TASK ▸
Print the data exactly, leaving nothing out.

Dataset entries
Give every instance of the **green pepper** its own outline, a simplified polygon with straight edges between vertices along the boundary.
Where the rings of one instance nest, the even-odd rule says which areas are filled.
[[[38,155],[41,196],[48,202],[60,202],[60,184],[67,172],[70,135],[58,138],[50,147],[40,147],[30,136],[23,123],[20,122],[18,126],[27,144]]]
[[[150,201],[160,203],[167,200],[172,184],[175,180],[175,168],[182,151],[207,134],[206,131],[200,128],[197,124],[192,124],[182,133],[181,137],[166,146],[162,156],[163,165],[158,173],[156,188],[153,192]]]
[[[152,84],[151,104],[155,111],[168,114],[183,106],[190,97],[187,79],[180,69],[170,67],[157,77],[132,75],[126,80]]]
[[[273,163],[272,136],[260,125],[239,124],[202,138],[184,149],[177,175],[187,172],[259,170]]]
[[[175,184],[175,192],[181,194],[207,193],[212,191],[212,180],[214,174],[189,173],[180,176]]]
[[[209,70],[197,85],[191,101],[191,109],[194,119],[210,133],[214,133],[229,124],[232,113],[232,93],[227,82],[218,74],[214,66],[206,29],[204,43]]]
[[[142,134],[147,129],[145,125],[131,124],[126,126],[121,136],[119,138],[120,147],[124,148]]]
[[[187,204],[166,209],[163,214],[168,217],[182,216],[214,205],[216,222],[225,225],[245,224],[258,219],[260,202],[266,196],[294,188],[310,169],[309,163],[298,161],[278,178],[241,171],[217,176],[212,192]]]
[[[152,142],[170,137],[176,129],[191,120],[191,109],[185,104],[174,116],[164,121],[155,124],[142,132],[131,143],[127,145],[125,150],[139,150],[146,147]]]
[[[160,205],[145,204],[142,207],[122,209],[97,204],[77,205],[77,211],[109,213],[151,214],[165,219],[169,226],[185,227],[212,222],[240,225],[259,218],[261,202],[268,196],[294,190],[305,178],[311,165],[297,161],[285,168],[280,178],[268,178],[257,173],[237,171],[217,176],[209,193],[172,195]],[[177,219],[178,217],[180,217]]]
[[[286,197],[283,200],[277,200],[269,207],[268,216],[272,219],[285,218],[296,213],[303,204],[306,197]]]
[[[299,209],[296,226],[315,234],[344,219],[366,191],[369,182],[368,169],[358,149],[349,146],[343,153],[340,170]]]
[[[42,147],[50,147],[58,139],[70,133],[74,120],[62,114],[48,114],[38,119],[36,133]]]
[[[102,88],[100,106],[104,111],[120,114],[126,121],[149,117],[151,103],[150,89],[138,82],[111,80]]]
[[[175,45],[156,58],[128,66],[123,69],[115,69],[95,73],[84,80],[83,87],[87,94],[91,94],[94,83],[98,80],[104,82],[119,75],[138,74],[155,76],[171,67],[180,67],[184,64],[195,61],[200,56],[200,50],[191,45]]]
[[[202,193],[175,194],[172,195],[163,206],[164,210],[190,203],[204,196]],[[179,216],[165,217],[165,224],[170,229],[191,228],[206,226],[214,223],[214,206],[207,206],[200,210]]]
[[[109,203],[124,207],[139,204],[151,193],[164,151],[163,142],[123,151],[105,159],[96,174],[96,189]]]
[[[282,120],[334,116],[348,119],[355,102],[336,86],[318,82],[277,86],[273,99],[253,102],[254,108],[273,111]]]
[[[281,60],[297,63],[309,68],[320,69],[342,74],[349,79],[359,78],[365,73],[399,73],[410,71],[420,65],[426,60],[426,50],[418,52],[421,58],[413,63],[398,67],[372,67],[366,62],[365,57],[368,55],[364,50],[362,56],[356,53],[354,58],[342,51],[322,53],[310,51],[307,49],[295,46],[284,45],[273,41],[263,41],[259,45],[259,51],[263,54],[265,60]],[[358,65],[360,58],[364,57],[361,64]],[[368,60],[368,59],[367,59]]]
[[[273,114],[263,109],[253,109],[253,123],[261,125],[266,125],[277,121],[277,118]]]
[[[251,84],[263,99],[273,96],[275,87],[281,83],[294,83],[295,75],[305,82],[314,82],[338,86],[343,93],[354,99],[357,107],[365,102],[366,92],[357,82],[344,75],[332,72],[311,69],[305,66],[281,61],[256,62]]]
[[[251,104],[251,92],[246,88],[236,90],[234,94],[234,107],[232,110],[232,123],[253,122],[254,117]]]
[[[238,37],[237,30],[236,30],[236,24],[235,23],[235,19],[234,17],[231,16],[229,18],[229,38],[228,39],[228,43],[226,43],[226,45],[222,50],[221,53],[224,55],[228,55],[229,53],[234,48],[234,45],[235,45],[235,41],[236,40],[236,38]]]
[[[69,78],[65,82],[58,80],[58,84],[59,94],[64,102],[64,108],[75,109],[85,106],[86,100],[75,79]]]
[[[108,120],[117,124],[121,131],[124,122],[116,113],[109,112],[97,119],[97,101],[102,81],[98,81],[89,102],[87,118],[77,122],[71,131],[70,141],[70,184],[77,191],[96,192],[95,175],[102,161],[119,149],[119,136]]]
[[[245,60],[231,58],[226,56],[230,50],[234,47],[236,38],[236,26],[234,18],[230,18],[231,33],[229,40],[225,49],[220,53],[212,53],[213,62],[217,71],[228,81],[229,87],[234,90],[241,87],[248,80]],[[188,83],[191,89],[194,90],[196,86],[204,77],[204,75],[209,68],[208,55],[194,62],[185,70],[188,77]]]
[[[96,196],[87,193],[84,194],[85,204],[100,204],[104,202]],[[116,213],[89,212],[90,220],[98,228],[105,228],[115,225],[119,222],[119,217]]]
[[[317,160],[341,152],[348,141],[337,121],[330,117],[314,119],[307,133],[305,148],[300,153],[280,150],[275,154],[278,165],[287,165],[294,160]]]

RESPONSE TO THIS EXERCISE ▸
Give every instance of the **green pepper** its own outline, a simplified polygon with straight edges between vertices along the boundary.
Where the rings of one instance nest, the even-odd rule says which areas are filled.
[[[38,155],[41,196],[48,202],[60,202],[60,184],[67,172],[70,135],[58,138],[50,147],[40,147],[30,136],[23,123],[20,122],[18,126],[27,144]]]
[[[150,201],[160,203],[167,200],[172,184],[175,180],[175,168],[182,151],[207,134],[206,131],[200,128],[197,124],[192,124],[182,133],[181,137],[166,146],[162,156],[163,165],[158,173],[156,188],[153,192]]]
[[[152,84],[151,104],[155,111],[168,114],[183,106],[190,97],[187,79],[180,69],[170,67],[157,77],[132,75],[126,80]]]
[[[273,163],[272,136],[260,125],[239,124],[202,138],[184,149],[177,175],[187,172],[259,170]]]
[[[175,184],[175,192],[181,194],[207,193],[212,191],[212,180],[214,174],[189,173],[180,176]]]
[[[209,70],[197,85],[191,101],[191,109],[194,119],[210,133],[214,133],[229,124],[232,113],[232,93],[227,82],[218,74],[214,66],[206,29],[204,43]]]
[[[142,134],[147,129],[145,125],[131,124],[126,126],[121,136],[119,138],[120,147],[124,148]]]
[[[187,204],[166,209],[163,214],[168,217],[182,216],[214,205],[216,222],[225,225],[245,224],[258,219],[260,202],[266,196],[294,188],[310,169],[309,163],[298,161],[278,178],[241,171],[217,176],[212,192]]]
[[[152,142],[170,137],[176,129],[191,120],[191,109],[185,104],[174,116],[164,121],[155,124],[142,132],[131,143],[127,145],[125,150],[139,150],[146,147]]]
[[[160,205],[145,204],[142,207],[122,209],[97,204],[77,205],[77,211],[109,213],[151,214],[165,219],[169,226],[185,227],[212,222],[240,225],[259,218],[261,202],[268,196],[294,190],[305,178],[311,165],[297,161],[285,168],[280,178],[268,178],[257,173],[237,171],[217,176],[209,193],[172,195]],[[177,219],[178,217],[180,217]]]
[[[286,197],[283,200],[277,200],[269,207],[268,216],[272,219],[285,218],[296,213],[303,204],[306,197]]]
[[[299,209],[296,226],[315,234],[344,219],[366,191],[369,182],[368,169],[358,149],[349,146],[343,153],[340,170]]]
[[[42,147],[50,147],[58,139],[70,133],[74,120],[62,114],[48,114],[38,119],[36,133]]]
[[[102,88],[100,106],[104,111],[120,114],[126,121],[149,117],[151,103],[150,89],[138,82],[111,80]]]
[[[175,45],[156,58],[128,66],[123,69],[115,69],[95,73],[84,80],[83,87],[87,94],[91,94],[94,83],[98,80],[104,82],[119,75],[138,74],[155,76],[171,67],[180,67],[184,64],[195,61],[200,56],[200,50],[191,45]]]
[[[202,193],[175,194],[172,195],[163,206],[164,210],[190,203],[204,196]],[[179,216],[165,217],[165,224],[170,229],[191,228],[206,226],[214,223],[214,206],[207,206],[200,210]]]
[[[109,203],[124,207],[139,204],[151,193],[164,151],[163,142],[123,151],[105,159],[96,174],[96,189]]]
[[[282,120],[334,116],[348,119],[355,102],[336,86],[318,82],[277,86],[273,99],[253,102],[254,108],[273,111]]]
[[[281,60],[297,63],[309,68],[320,69],[342,74],[349,79],[359,78],[365,73],[399,73],[410,71],[420,65],[426,60],[426,50],[418,52],[421,58],[413,63],[398,67],[372,67],[366,62],[365,57],[368,55],[364,50],[362,56],[356,53],[354,58],[342,51],[322,53],[310,51],[307,49],[295,46],[284,45],[273,41],[263,41],[259,45],[259,51],[263,54],[265,60]],[[358,65],[360,58],[364,57],[361,64]],[[368,60],[368,59],[367,59]]]
[[[273,114],[263,109],[253,109],[253,123],[261,125],[266,125],[277,121],[277,118]]]
[[[251,84],[263,99],[273,96],[275,87],[281,83],[294,83],[295,75],[305,82],[314,82],[338,86],[343,93],[354,99],[357,107],[365,102],[366,92],[357,82],[344,75],[332,72],[311,69],[305,66],[281,61],[256,62]]]
[[[251,104],[251,92],[246,88],[236,90],[234,94],[234,107],[232,110],[232,123],[253,122],[254,117]]]
[[[238,37],[237,30],[236,30],[236,24],[235,23],[235,19],[234,17],[231,16],[229,18],[229,38],[228,39],[228,43],[226,43],[226,45],[222,50],[221,53],[224,55],[228,55],[229,53],[234,48],[234,45],[235,45],[235,41],[236,40],[236,38]]]
[[[69,78],[65,82],[58,80],[58,84],[59,94],[64,102],[64,108],[75,109],[85,106],[86,100],[75,79]]]
[[[108,120],[117,124],[121,131],[124,122],[116,113],[109,112],[97,119],[97,101],[102,81],[98,81],[89,102],[87,118],[77,122],[71,131],[70,141],[70,184],[77,191],[96,192],[95,175],[102,161],[119,149],[119,136]]]
[[[245,60],[231,58],[226,56],[230,50],[234,47],[236,38],[236,26],[234,18],[230,18],[231,33],[229,40],[225,49],[220,53],[212,53],[213,62],[217,71],[228,81],[229,87],[234,90],[241,87],[248,80]],[[188,83],[191,89],[194,90],[196,86],[204,77],[204,75],[209,68],[208,55],[194,62],[185,70],[188,77]]]
[[[96,196],[87,193],[84,194],[85,204],[100,204],[104,202]],[[116,213],[89,212],[90,220],[98,228],[105,228],[115,225],[119,222],[119,217]]]
[[[317,160],[341,152],[348,141],[337,121],[330,117],[314,119],[307,133],[305,148],[300,153],[280,150],[275,154],[278,165],[287,165],[294,160]]]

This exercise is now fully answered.